* start Listed entries *

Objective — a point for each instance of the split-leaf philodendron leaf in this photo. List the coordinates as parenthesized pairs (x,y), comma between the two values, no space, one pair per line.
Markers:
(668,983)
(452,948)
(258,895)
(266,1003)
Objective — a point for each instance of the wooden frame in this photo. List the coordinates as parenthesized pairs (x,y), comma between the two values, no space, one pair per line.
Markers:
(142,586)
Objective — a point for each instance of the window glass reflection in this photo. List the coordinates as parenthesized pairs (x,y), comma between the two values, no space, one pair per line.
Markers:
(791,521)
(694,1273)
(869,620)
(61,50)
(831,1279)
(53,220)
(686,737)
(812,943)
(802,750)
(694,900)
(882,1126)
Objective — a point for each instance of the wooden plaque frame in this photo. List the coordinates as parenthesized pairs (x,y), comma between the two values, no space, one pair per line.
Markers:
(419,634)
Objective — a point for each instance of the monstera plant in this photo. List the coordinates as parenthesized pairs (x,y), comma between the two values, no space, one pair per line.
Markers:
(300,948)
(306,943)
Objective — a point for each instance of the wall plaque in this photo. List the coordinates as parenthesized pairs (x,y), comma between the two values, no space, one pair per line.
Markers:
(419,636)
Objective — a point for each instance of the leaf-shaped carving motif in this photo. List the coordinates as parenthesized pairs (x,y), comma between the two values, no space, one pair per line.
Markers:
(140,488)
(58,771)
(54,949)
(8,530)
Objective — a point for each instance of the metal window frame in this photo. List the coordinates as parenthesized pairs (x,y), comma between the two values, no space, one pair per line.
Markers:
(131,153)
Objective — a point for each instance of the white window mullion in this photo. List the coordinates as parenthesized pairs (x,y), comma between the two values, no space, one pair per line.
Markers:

* end Listed entries *

> [Brief]
Present every line of the items above as a Markdown table with two columns, Row and Line. Put a running number in Row and the line's text in Line, and skip any blank lines.

> [Solution for this task]
| Row | Line |
|---|---|
| 1 | Objective — a point for each instance of the split-leaf philodendron leaf in this photo. List the coordinates as parenthesized pairs (x,y), comma between the two values, no space, one pair per line. |
| 2 | Markers: |
| 3 | (668,983) |
| 4 | (452,948) |
| 5 | (258,895) |
| 6 | (266,1003) |
| 7 | Objective — a point for each instance of the wooden frame in this photo. List the coordinates as parenthesized pairs (x,y), comma between the two values, no space, one pair per line. |
| 8 | Markers: |
| 9 | (142,586) |
| 10 | Objective — a point for each instance of the window glass reflection in this photo. List the coordinates as parenthesized pairs (x,y), comma between the two values, no space, one pair per line. |
| 11 | Markers: |
| 12 | (791,521) |
| 13 | (694,1273) |
| 14 | (869,620) |
| 15 | (61,50) |
| 16 | (831,1279) |
| 17 | (53,220) |
| 18 | (686,737) |
| 19 | (812,943) |
| 20 | (802,750) |
| 21 | (694,900) |
| 22 | (882,1126) |
| 23 | Objective — a point for each instance of the wooden plaque frame in this photo. List the coordinates as parenthesized pairs (x,y), comma between the two values, no space, one pair per line. |
| 24 | Markers: |
| 25 | (419,634) |
| 26 | Objective — a point for each instance of the monstera plant in this photo. List the coordinates as parenthesized pairs (x,y), comma between the two values, no space, one pair per line. |
| 27 | Markers: |
| 28 | (300,948) |
| 29 | (306,943) |
| 30 | Objective — a point for each instance of the wall plaque in this photo. List the coordinates as parenthesized pairs (x,y), comma between the two values, no space, one pair per line. |
| 31 | Markers: |
| 32 | (419,636) |
| 33 | Objective — a point for each instance of the leaf-shaped carving motif in this photo. List the coordinates as parenthesized pairs (x,y), comma between the two values, no space, one pair per line. |
| 34 | Markers: |
| 35 | (140,488) |
| 36 | (58,771) |
| 37 | (54,949) |
| 38 | (8,530) |
| 39 | Objective — a point for each instance of the metal window frame in this photo. List the coordinates as parenthesized pairs (x,y), comma between the two values, no space, one pair per line. |
| 40 | Markers: |
| 41 | (131,153) |
| 42 | Objective — a point for each instance of the white window mullion in this photo. List the coordinates as parenthesized pairs (x,y), comma between the two values, no space, one pair per line. |
| 43 | Markers: |